▶ The task:
Repeat the data exactly as it stands.

[[ Provided entries, beginning ]]

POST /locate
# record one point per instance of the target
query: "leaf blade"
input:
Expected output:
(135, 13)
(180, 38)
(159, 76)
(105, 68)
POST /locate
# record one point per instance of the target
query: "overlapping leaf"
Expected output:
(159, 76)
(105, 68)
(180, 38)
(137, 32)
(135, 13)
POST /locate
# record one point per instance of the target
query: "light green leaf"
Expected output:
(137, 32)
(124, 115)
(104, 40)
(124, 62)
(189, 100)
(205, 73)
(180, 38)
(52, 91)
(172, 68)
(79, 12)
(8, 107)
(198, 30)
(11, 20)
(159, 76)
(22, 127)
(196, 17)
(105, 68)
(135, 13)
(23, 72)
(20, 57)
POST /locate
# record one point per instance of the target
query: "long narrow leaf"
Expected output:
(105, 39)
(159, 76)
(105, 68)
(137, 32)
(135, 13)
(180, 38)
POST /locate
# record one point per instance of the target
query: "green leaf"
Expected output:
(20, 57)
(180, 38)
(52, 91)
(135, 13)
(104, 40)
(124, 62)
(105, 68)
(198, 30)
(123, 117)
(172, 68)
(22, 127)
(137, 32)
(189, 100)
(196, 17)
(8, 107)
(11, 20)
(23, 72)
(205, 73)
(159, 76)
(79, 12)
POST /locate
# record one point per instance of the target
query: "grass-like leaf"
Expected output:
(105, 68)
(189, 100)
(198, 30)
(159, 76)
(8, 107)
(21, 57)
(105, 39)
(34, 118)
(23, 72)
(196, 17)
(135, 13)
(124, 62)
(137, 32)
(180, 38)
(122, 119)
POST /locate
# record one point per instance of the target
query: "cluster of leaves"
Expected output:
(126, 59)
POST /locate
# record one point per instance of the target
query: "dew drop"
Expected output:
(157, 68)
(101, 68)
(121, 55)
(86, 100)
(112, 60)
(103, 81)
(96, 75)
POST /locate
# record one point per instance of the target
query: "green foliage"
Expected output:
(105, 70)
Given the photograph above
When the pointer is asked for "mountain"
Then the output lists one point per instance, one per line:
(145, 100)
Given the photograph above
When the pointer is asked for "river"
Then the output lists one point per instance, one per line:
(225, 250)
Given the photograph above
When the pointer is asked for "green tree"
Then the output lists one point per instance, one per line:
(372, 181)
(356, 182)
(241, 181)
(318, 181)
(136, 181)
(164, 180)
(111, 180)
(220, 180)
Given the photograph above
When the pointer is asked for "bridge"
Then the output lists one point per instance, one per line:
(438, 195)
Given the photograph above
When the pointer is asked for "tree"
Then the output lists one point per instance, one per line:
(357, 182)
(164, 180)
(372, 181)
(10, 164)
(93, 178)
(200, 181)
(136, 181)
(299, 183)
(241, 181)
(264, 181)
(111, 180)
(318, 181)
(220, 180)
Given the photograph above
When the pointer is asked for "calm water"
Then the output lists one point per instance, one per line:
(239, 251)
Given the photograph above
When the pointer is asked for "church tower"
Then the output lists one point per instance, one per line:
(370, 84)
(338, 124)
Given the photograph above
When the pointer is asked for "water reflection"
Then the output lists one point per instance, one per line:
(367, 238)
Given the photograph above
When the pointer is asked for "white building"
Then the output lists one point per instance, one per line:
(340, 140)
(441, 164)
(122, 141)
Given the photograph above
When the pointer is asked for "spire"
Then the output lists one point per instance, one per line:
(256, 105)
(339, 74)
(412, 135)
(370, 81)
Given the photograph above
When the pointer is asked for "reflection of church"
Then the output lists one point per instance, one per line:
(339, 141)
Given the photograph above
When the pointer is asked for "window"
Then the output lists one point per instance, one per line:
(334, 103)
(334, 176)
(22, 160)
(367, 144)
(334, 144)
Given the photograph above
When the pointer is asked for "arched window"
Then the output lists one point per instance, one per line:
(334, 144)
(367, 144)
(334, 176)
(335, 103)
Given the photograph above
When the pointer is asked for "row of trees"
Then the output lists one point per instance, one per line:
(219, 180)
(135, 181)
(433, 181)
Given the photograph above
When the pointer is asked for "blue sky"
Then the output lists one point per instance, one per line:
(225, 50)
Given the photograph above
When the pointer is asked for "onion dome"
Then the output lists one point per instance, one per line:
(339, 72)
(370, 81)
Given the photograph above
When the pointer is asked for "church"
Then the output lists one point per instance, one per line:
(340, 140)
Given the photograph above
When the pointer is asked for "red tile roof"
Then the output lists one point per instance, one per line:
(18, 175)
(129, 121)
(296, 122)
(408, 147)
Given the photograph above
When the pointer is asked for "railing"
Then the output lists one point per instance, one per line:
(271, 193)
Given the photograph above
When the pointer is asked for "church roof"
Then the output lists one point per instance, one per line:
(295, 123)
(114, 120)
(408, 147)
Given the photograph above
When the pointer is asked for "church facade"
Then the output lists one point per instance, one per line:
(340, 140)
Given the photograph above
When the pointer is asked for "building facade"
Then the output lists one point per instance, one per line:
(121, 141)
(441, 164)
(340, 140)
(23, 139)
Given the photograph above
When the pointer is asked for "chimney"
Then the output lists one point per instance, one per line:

[[ Provided entries, end ]]

▶ Solution for this exercise:
POST /locate
# record one point per instance of the target
query: "leaf blade"
input:
Expected output:
(135, 13)
(180, 38)
(159, 76)
(105, 68)
POST /locate
# record one point per instance of the target
query: "overlapping leaf"
Expected output:
(159, 76)
(105, 68)
(180, 38)
(137, 32)
(135, 13)
POST /locate
# record one point per instance of the target
query: "light green leaf"
Expected output:
(137, 32)
(124, 115)
(104, 40)
(124, 62)
(189, 100)
(205, 73)
(180, 38)
(52, 91)
(172, 68)
(79, 12)
(8, 107)
(198, 30)
(11, 20)
(159, 76)
(22, 127)
(196, 17)
(105, 68)
(135, 13)
(23, 72)
(20, 57)
POST /locate
# record one point per instance of the target
query: "long narrow leaf"
Expected output:
(105, 39)
(159, 76)
(105, 68)
(137, 32)
(135, 13)
(180, 38)
POST /locate
# record one point per instance of the target
query: "green leaf"
Expected output:
(20, 57)
(180, 38)
(52, 91)
(135, 13)
(104, 40)
(124, 62)
(105, 68)
(198, 30)
(123, 117)
(172, 68)
(22, 127)
(137, 32)
(189, 100)
(196, 17)
(8, 107)
(11, 20)
(23, 72)
(205, 73)
(159, 76)
(79, 12)
POST /locate
# record one point per instance of the target
query: "grass-like leaf"
Expected output:
(105, 68)
(189, 100)
(198, 30)
(159, 76)
(8, 107)
(21, 57)
(105, 39)
(34, 118)
(23, 72)
(196, 17)
(135, 13)
(124, 62)
(137, 32)
(180, 38)
(122, 119)
POST /locate
# record one point per instance of the target
query: "cluster of leaves"
Expected output:
(126, 59)
POST /locate
# record one point per instance of the target
query: "dew drop"
Expected output:
(157, 68)
(101, 68)
(121, 55)
(86, 100)
(112, 60)
(103, 81)
(96, 75)
POST /locate
# record one point per instance of the target
query: "green foliage"
Expected output:
(105, 70)
Given the photograph above
When the pointer is asked for "mountain"
Then the output lists one point per instance, one per line:
(145, 100)
Given the photograph above
When the pointer is asked for "river"
Then the output lists one point per instance, one per line:
(225, 250)
Given the photograph above
When the pointer is asked for "green tree"
Then the output lists one point per instance, one per line:
(372, 181)
(356, 182)
(241, 181)
(318, 181)
(136, 181)
(164, 180)
(111, 180)
(220, 180)
Given the photograph above
When the pointer is asked for "bridge"
Then the output lists one point per instance, one per line:
(438, 195)
Given the photograph above
When the pointer is asked for "tree"
Then the output lists one point per instance, one per line:
(357, 182)
(164, 180)
(372, 181)
(10, 164)
(93, 178)
(200, 181)
(136, 181)
(299, 183)
(241, 181)
(264, 181)
(111, 180)
(318, 181)
(220, 180)
Given the photograph above
When the pointer is asked for "calm water"
Then the output lists one point per instance, one per line:
(239, 251)
Given the photograph above
When the pointer is asked for "church tower"
Then the output lists one point per instance, one per line:
(370, 84)
(338, 124)
Given the photograph above
When the pointer is asked for "water reflection"
Then the output lists one point per instance, one per line:
(367, 238)
Given the photograph above
When the pointer is asked for "white building"
Then the output lists one point per instance, one per line:
(340, 140)
(441, 164)
(122, 141)
Given the photograph above
When the pointer is asked for "spire"
Then the output lists one point per instance, one per line:
(256, 105)
(339, 74)
(412, 135)
(370, 81)
Given the photograph above
When the pointer is asked for "reflection of church"
Then the output lists one point per instance, one per line:
(339, 141)
Given the photograph above
When the pointer is asked for "window"
Then the output lists one point per instance, one per line:
(334, 103)
(334, 176)
(22, 160)
(367, 144)
(334, 144)
Given the photograph above
When the pointer is asked for "arched window"
Then the output lists one point per instance, one per line:
(334, 144)
(367, 144)
(334, 176)
(335, 103)
Given the photograph above
When the pointer is asked for "row of trees"
Then the output lists one point per instance, one per line:
(219, 180)
(135, 181)
(433, 181)
Given the photograph above
When the pointer is asked for "blue sky"
Then the output lists one point per instance, one per line:
(225, 50)
Given the photograph above
When the pointer is asked for "onion dome"
Then the output lists one point per instance, one per line:
(339, 72)
(370, 81)
Given the photograph above
When the pointer is asked for "church"
Then the output lists one point per instance, one per line:
(340, 140)
Given the photograph above
When the pointer is asked for "red tile roof"
Then the output lists one point per instance, one per line:
(18, 175)
(129, 121)
(296, 122)
(408, 147)
Given the photograph above
When the pointer is asked for "railing"
Then the output lists one point per instance, one per line:
(271, 193)
Given the photograph above
When the pointer is asked for "church roof"
Then the output lists one point per instance, one per line:
(295, 123)
(114, 120)
(408, 147)
Given the photograph above
When the pointer is asked for "church facade"
Then the output lists one point per instance, one per line:
(340, 140)
Given the photograph above
When the pointer is asked for "building facade"
Then the output lists one point per instance, one per line:
(121, 141)
(441, 164)
(340, 140)
(23, 139)
Given the photograph above
When the pointer is asked for "chimney"
Then the output lists one point per instance, one per line:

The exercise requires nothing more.